**AIM:** Reproduce the records below from the line with "Your task is to locate the green foliage" up to and including the line with "[118,451,732,551]", keeping the requests. In the answers, multiply every bounding-box coordinate by 0.2 and round it to a whole number, with halves rounded up.

Records from a collection:
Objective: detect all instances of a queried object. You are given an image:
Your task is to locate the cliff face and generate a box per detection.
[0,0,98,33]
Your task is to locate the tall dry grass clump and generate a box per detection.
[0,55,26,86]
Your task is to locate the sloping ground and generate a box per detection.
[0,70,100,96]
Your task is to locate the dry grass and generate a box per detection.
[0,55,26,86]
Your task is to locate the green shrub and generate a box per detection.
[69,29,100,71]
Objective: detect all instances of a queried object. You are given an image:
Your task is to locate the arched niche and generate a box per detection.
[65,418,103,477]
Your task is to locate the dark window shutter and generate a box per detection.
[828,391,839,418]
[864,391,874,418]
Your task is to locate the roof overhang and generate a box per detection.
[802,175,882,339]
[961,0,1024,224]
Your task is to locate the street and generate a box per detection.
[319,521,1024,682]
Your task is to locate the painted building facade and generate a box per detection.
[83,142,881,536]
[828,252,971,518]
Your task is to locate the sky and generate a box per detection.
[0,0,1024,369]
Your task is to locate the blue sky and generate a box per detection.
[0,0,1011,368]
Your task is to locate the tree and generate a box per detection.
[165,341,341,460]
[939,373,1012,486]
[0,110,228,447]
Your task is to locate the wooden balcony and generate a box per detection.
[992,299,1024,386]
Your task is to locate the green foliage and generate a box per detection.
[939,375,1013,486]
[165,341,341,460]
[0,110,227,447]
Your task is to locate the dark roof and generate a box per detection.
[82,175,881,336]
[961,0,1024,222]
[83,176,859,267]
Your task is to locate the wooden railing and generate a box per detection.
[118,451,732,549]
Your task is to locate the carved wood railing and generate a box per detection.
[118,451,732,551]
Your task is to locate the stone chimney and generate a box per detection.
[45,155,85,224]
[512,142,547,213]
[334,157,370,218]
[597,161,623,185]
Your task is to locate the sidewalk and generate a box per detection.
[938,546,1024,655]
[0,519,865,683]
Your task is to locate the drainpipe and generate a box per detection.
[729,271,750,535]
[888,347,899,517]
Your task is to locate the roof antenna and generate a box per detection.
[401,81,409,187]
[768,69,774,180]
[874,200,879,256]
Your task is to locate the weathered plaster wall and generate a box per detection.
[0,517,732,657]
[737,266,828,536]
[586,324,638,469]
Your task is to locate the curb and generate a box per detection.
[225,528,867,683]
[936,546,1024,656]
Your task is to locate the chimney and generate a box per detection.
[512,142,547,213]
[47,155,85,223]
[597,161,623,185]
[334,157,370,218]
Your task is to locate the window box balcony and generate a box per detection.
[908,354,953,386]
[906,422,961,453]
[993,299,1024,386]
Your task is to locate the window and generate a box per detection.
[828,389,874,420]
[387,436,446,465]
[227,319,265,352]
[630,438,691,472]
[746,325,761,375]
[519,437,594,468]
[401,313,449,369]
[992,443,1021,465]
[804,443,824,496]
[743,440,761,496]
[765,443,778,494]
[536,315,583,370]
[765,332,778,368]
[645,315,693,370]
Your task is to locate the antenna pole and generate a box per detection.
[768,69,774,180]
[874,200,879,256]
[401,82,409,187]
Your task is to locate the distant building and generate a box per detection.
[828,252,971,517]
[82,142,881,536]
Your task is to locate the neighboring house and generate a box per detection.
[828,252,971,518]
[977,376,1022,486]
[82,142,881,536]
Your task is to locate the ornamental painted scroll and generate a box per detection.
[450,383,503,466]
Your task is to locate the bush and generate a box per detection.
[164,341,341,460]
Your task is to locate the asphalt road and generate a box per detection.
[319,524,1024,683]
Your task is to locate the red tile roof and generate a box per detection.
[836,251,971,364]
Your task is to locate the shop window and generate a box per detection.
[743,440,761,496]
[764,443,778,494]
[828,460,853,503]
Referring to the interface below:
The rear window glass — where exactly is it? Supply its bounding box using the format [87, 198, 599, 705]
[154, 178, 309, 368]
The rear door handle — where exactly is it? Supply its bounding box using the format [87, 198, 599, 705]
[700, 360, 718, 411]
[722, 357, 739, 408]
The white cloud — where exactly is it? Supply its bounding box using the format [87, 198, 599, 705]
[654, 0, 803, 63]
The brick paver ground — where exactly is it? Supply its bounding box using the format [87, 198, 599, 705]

**EXERCISE SOLUTION:**
Your task is to locate the green foliage and generate a box per detection.
[188,75,203,97]
[33,68,68,92]
[0,22,45,89]
Your task is to locate the dark roof and generate a box per detection.
[16,35,176,67]
[192,0,205,44]
[17,35,172,53]
Your task is to locate the wooden railing and generate a box per detection.
[24,90,146,110]
Your task is to locate the carved wood railing and generate a box per detection.
[24,90,146,110]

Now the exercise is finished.